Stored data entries
========================================================================
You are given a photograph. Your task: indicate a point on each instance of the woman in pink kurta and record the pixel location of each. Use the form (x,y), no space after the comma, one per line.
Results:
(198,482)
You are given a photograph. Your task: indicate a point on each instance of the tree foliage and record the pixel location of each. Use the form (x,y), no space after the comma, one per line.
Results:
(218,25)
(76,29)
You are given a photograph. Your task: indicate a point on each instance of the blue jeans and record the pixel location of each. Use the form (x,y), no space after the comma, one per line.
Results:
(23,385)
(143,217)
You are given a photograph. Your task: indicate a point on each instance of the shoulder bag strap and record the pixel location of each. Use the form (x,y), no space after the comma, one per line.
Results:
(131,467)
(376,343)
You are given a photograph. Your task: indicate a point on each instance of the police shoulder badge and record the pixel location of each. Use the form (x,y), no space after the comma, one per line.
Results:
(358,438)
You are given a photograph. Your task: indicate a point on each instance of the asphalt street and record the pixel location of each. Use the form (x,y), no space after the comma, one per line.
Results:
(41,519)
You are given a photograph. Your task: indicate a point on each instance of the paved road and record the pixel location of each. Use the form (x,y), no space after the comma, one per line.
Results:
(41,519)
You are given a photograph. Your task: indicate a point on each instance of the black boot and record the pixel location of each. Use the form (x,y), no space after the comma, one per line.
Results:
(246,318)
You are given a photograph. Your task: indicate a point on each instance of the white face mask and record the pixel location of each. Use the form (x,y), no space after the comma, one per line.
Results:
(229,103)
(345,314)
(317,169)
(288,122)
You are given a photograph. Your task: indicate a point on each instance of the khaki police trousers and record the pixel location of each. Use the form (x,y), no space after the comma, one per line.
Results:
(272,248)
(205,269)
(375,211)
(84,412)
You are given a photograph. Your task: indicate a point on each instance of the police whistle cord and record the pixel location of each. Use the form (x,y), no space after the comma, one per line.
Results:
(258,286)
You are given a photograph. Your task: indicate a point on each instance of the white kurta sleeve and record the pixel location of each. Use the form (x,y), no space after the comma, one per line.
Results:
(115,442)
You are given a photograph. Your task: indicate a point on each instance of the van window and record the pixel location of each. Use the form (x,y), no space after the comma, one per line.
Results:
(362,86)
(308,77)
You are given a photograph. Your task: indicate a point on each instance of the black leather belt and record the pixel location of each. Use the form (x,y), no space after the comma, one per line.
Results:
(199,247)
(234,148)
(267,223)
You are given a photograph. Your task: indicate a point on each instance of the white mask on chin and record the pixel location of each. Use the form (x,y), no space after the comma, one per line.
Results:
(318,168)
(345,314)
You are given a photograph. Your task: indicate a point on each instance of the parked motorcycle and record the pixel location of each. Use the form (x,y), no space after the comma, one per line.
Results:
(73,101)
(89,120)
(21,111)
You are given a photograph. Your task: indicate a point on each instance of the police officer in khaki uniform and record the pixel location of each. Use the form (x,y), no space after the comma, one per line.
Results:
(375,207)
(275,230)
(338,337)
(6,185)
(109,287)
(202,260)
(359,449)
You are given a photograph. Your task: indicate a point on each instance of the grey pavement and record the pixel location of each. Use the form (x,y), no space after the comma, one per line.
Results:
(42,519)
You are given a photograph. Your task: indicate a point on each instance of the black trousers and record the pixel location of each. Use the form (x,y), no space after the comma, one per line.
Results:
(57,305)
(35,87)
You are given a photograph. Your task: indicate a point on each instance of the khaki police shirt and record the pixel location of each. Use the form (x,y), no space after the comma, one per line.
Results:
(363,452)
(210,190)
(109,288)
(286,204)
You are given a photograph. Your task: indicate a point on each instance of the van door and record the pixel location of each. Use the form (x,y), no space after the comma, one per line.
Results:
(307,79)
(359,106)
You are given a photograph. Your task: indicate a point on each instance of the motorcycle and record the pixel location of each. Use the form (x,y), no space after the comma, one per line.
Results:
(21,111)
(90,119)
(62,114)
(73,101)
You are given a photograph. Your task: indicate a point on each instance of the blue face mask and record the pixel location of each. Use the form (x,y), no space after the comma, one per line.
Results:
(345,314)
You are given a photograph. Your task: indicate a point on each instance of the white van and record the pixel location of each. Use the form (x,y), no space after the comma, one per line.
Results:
========================================================================
■ Work item ■
If a line above holds the string "motorcycle", return it as it stands.

■ Exercise answer ■
You are given a photograph. Your task: indicate a point on each instance of the parked motorcycle and record the pixel location of each. Use the form (x,y), no space after the comma, one per line.
You are given a photograph. Your task: indicate a point on each instance of the motorcycle and record the pixel location of each. Use the form (x,y), no space after the comma, one per line.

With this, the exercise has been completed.